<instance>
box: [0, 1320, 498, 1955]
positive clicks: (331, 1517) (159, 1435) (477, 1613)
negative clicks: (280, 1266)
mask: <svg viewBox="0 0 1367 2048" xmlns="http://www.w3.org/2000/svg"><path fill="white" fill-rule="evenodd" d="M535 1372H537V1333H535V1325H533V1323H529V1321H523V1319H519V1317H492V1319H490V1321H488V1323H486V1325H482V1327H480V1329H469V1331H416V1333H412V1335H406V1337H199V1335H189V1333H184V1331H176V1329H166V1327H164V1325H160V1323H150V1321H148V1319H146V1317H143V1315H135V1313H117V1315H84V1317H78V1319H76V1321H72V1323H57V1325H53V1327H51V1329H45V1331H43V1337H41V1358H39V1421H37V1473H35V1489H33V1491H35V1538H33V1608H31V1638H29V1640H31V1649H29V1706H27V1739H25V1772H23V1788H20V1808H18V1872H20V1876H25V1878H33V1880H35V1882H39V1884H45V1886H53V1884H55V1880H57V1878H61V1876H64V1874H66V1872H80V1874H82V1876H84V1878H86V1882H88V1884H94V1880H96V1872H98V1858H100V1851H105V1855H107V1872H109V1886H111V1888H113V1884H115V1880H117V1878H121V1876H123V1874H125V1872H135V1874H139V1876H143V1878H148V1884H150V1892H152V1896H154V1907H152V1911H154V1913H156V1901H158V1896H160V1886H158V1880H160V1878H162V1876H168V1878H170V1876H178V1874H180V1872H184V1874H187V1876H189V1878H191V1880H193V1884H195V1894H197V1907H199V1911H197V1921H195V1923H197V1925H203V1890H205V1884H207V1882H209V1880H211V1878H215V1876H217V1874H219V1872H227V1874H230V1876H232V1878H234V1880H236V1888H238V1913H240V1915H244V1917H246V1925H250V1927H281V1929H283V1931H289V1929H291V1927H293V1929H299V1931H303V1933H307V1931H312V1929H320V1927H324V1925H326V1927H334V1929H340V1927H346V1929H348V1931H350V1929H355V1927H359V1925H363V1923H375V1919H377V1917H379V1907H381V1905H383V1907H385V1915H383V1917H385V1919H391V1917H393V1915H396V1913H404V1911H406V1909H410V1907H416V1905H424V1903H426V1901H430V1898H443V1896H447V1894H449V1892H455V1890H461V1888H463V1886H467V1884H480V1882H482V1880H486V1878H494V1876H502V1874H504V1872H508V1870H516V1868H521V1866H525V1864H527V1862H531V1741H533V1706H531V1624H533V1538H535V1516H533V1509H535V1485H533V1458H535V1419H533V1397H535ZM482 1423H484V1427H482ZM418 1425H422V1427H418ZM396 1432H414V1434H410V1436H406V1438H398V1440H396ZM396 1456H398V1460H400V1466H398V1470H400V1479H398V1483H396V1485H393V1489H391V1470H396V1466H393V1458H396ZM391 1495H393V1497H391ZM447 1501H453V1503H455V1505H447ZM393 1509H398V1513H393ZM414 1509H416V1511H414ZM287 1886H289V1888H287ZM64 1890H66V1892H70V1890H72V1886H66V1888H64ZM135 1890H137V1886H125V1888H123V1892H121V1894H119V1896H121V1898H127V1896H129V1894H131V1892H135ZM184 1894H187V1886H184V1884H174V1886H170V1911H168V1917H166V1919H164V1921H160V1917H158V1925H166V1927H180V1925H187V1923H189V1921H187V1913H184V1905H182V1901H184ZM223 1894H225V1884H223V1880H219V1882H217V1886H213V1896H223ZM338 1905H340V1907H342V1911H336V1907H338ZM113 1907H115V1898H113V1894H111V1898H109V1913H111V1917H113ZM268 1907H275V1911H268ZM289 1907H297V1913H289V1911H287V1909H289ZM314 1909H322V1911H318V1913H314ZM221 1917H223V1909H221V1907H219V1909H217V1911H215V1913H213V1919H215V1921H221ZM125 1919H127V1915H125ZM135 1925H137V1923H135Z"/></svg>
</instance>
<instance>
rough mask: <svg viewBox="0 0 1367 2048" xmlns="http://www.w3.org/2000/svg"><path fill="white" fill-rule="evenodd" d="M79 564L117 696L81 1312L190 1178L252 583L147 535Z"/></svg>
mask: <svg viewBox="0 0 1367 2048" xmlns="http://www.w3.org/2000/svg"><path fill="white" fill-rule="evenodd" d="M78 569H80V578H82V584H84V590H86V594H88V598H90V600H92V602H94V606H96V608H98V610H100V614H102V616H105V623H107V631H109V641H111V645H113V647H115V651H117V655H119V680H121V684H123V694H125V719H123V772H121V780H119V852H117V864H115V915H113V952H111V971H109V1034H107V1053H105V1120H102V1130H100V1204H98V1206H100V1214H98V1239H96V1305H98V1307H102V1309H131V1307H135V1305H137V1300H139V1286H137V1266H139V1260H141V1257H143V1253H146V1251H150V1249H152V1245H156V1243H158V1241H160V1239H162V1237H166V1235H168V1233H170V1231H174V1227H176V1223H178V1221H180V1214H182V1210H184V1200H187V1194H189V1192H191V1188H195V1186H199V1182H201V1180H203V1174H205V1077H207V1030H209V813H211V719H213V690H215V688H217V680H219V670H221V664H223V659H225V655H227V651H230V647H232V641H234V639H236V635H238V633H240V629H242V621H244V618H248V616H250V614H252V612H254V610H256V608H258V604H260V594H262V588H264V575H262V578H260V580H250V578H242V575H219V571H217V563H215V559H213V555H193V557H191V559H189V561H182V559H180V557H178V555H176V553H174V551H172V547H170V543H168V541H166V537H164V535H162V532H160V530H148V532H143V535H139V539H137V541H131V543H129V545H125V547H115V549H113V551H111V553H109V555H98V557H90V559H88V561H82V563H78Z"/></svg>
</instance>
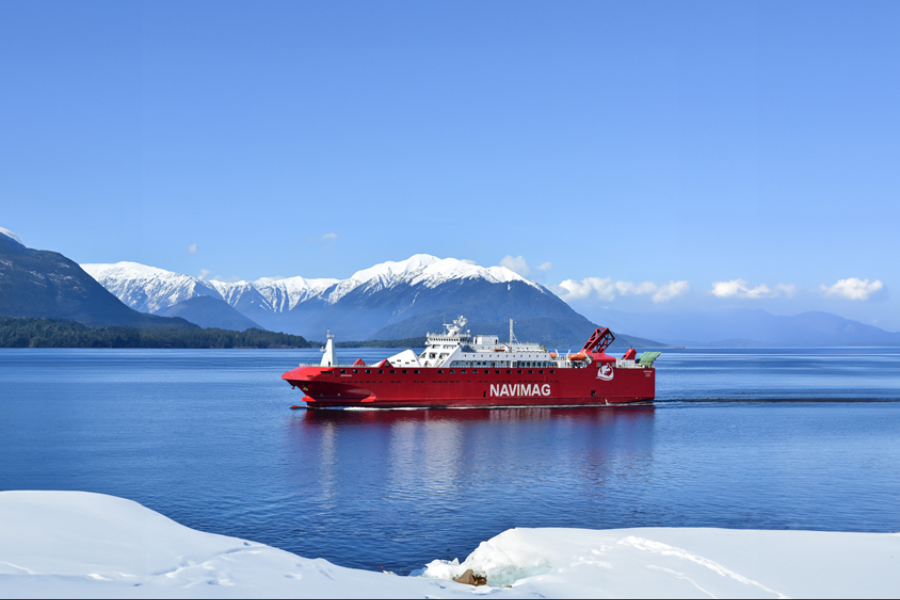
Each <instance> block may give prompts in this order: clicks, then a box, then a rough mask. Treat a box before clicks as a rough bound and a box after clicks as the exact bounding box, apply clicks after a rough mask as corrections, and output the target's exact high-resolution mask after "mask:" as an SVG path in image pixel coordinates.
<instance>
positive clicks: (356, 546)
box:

### To do
Every line above should be duplicated exactly; the pictures are to be left out.

### Result below
<instance>
box: [0, 1320, 498, 1955]
positive clicks: (331, 1517) (159, 1435) (477, 1613)
negative clicks: (280, 1266)
mask: <svg viewBox="0 0 1367 2048" xmlns="http://www.w3.org/2000/svg"><path fill="white" fill-rule="evenodd" d="M535 1372H537V1333H535V1325H533V1323H529V1321H523V1319H519V1317H492V1319H490V1321H488V1323H486V1325H482V1327H480V1329H469V1331H416V1333H412V1335H406V1337H199V1335H189V1333H184V1331H176V1329H166V1327H164V1325H160V1323H150V1321H148V1319H146V1317H143V1315H135V1313H117V1315H84V1317H78V1319H76V1321H72V1323H57V1325H53V1327H51V1329H45V1331H43V1337H41V1358H39V1421H37V1473H35V1489H33V1491H35V1538H33V1608H31V1638H29V1640H31V1649H29V1706H27V1739H25V1772H23V1788H20V1808H18V1872H20V1876H25V1878H33V1880H35V1882H39V1884H45V1886H53V1884H55V1880H57V1878H61V1876H64V1874H66V1872H80V1874H82V1876H84V1878H86V1882H88V1884H94V1880H96V1872H98V1858H100V1851H105V1855H107V1872H109V1886H111V1888H113V1884H115V1880H117V1878H121V1876H123V1874H125V1872H135V1874H139V1876H143V1878H148V1884H150V1892H152V1896H154V1907H152V1911H154V1913H156V1901H158V1896H160V1886H158V1880H160V1878H162V1876H168V1878H170V1876H178V1874H180V1872H184V1874H187V1876H189V1878H191V1880H193V1884H195V1894H197V1907H199V1911H197V1921H195V1923H197V1925H203V1890H205V1884H207V1882H209V1880H211V1878H215V1876H217V1874H219V1872H227V1874H230V1876H232V1878H234V1880H236V1888H238V1913H240V1915H244V1917H246V1925H250V1927H281V1929H283V1931H289V1929H291V1927H293V1929H299V1931H303V1933H307V1931H312V1929H320V1927H324V1925H326V1927H334V1929H340V1927H346V1929H348V1931H350V1929H355V1927H359V1925H363V1923H375V1919H377V1917H379V1907H381V1905H383V1907H385V1915H383V1917H385V1919H391V1917H393V1915H396V1913H404V1911H406V1909H410V1907H416V1905H424V1903H426V1901H430V1898H443V1896H447V1894H449V1892H455V1890H461V1888H463V1886H467V1884H480V1882H482V1880H486V1878H494V1876H502V1874H504V1872H508V1870H516V1868H521V1866H525V1864H527V1862H531V1741H533V1706H531V1624H533V1538H535V1516H533V1509H535V1485H533V1458H535V1419H533V1397H535ZM482 1423H484V1427H482ZM418 1425H422V1427H418ZM396 1432H414V1434H410V1436H406V1438H398V1440H396ZM396 1456H398V1460H400V1466H398V1470H400V1479H398V1483H396V1485H393V1489H391V1470H396V1466H393V1458H396ZM391 1495H393V1497H391ZM447 1501H453V1503H455V1505H447ZM393 1509H398V1513H393ZM414 1509H416V1511H414ZM287 1886H289V1888H287ZM64 1890H66V1892H70V1890H72V1886H66V1888H64ZM135 1890H137V1886H125V1888H123V1892H121V1894H119V1896H121V1898H127V1896H129V1894H131V1892H135ZM184 1894H187V1886H184V1884H174V1886H170V1911H168V1917H166V1919H164V1921H160V1917H158V1925H166V1927H180V1925H187V1923H189V1921H187V1913H184V1905H182V1901H184ZM223 1894H225V1884H223V1880H219V1882H217V1886H213V1896H223ZM338 1905H340V1907H342V1911H336V1907H338ZM113 1907H115V1898H113V1894H111V1898H109V1913H111V1917H113ZM268 1907H275V1911H268ZM289 1907H297V1913H289V1911H287V1909H289ZM314 1909H322V1911H318V1913H314ZM221 1917H223V1909H221V1907H219V1909H217V1911H215V1913H213V1919H215V1921H221ZM125 1919H127V1915H125ZM135 1925H137V1923H135Z"/></svg>
</instance>
<instance>
rough mask: <svg viewBox="0 0 1367 2048" xmlns="http://www.w3.org/2000/svg"><path fill="white" fill-rule="evenodd" d="M79 564L117 696L81 1312L190 1178L252 583L147 535Z"/></svg>
mask: <svg viewBox="0 0 1367 2048" xmlns="http://www.w3.org/2000/svg"><path fill="white" fill-rule="evenodd" d="M78 569H80V578H82V584H84V590H86V594H88V598H90V600H92V602H94V606H96V608H98V610H100V614H102V616H105V623H107V631H109V641H111V645H113V647H115V651H117V655H119V680H121V684H123V694H125V719H123V772H121V780H119V852H117V864H115V915H113V952H111V971H109V1034H107V1053H105V1120H102V1130H100V1204H98V1206H100V1214H98V1239H96V1305H98V1307H102V1309H131V1307H135V1305H137V1300H139V1286H137V1266H139V1260H141V1257H143V1253H146V1251H150V1249H152V1245H156V1243H158V1241H160V1239H162V1237H166V1235H168V1233H170V1231H174V1227H176V1223H178V1221H180V1214H182V1210H184V1200H187V1194H189V1192H191V1188H195V1186H199V1182H201V1180H203V1174H205V1077H207V1030H209V813H211V719H213V690H215V688H217V680H219V670H221V664H223V659H225V655H227V651H230V647H232V641H234V639H236V635H238V633H240V629H242V621H244V618H248V616H250V614H252V612H254V610H256V608H258V604H260V594H262V588H264V575H262V578H260V580H250V578H242V575H219V571H217V563H215V559H213V555H193V557H191V559H189V561H182V559H180V557H178V555H176V553H174V551H172V547H170V543H168V541H166V537H164V535H162V532H160V530H148V532H143V535H139V539H137V541H131V543H129V545H125V547H115V549H113V551H111V553H109V555H98V557H90V559H88V561H82V563H78Z"/></svg>
</instance>
Each <instance> block may give prompts in this order: clicks, then a box, then a rough mask. Treat a box before clicks as a rough bound and a box after clicks as the exact bounding box, apply clicks after a rough mask as corrections, and output the target's exact high-resolution mask after "mask:" as an SVG path in image pixel coordinates.
<instance>
positive clicks: (356, 546)
box:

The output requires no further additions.